▶ EXTRAIT À LIRE
------------------------------------

Réunion d’échanges sur la nouvelle organisation territoriale de la République

Loi de réforme territoriale de 2010, loi de modernisation de l’action publique territoriale et d’affirmation des métropoles du 28 janvier 2014, projet de loi clarifiant l’organisation territoriale de la République, la CGT considère que ces textes forment un ensemble portant atteinte au principe constitutionnel de République décentralisée et à ses fondements : proximité, libre administration, absence de tutelle d’une collectivité territoriale sur une autre, autonomie financière, péréquation, démocratie locale.

Pour la CGT, la majorité actuelle comme la précédente ne répondent pas à l’ambition d’une organisation territoriale sociale et démocratique.
L’austérité budgétaire et financière dans laquelle s’inscrit la réforme signe le désengagement sans précédent de l’Etat par une réduction des dotations aux collectivités locales de 11 milliards d’euros entre 2014 et 2017.

Il s’agit pour la CGT d’un « pacte d’irresponsabilité », au détriment de l’emploi, du service public, de l’égalité territoriale et sociale, de l’intérêt général.

Réduire les dotations des collectivités, c‘est réduire la capacité d’investissement public dont elles sont le premier moteur. Les collectivités portent 70% de l’investissement public, un investissement nécessaire à la réalisation des équipements et services indispensables à la satisfaction des besoins collectifs des populations : logement, transport, sport, culture, petite enfance, eau, voirie, numérique, déchets, etc.

------------------------------------

▶ EXERCICE
D'après l'extrait sur la réforme territoriale, quelle part de l'investissement public les collectivités portent-elles ? Les lignes qui suivent proviennent d'une source distincte.

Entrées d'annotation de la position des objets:
------------------------------------

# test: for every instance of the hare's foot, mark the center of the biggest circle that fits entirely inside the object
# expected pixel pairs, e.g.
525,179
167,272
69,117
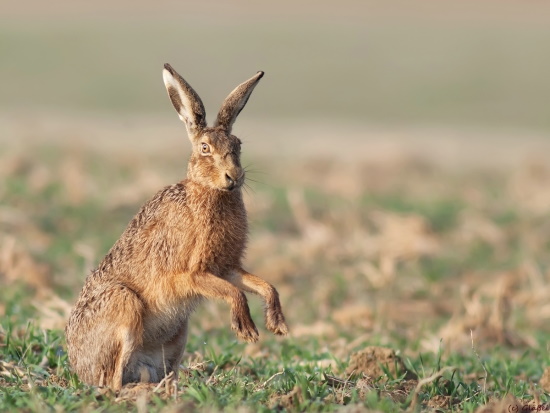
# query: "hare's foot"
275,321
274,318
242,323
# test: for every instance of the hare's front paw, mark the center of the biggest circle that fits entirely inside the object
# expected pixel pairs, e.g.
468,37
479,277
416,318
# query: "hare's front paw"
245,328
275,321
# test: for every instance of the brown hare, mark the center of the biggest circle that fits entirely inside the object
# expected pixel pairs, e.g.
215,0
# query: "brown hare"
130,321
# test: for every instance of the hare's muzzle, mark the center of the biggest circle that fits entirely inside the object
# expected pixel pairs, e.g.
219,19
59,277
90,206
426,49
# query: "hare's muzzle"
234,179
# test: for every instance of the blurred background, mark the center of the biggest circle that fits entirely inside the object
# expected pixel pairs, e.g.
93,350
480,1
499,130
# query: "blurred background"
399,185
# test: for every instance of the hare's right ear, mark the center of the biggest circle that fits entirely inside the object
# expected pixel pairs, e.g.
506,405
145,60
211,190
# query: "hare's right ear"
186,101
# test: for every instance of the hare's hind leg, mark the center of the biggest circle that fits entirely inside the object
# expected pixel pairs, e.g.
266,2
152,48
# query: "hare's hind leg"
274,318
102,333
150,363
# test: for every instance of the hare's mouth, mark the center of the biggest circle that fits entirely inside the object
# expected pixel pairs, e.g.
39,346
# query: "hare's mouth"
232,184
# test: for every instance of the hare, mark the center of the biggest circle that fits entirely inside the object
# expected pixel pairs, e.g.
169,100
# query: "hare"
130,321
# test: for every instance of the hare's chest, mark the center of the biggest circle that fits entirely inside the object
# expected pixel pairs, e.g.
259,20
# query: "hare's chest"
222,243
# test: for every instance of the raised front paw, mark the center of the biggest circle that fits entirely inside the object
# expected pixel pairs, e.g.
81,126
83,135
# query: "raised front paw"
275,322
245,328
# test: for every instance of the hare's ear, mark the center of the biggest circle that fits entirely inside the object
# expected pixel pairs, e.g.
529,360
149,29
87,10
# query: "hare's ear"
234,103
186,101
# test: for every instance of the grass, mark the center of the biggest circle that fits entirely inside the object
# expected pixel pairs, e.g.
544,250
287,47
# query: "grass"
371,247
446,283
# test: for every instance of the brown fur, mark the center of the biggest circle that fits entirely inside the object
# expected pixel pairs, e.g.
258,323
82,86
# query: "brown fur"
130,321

------------------------------------

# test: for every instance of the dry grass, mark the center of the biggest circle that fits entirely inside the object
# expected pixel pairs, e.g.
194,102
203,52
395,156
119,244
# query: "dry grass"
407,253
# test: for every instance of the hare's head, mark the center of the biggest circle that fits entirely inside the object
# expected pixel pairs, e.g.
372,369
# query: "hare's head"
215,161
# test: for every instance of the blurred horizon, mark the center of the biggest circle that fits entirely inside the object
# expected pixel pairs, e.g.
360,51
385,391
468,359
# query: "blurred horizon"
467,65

------------------------------------

▶ CORRIGÉ
Les collectivités portent 70 % de l'investissement public.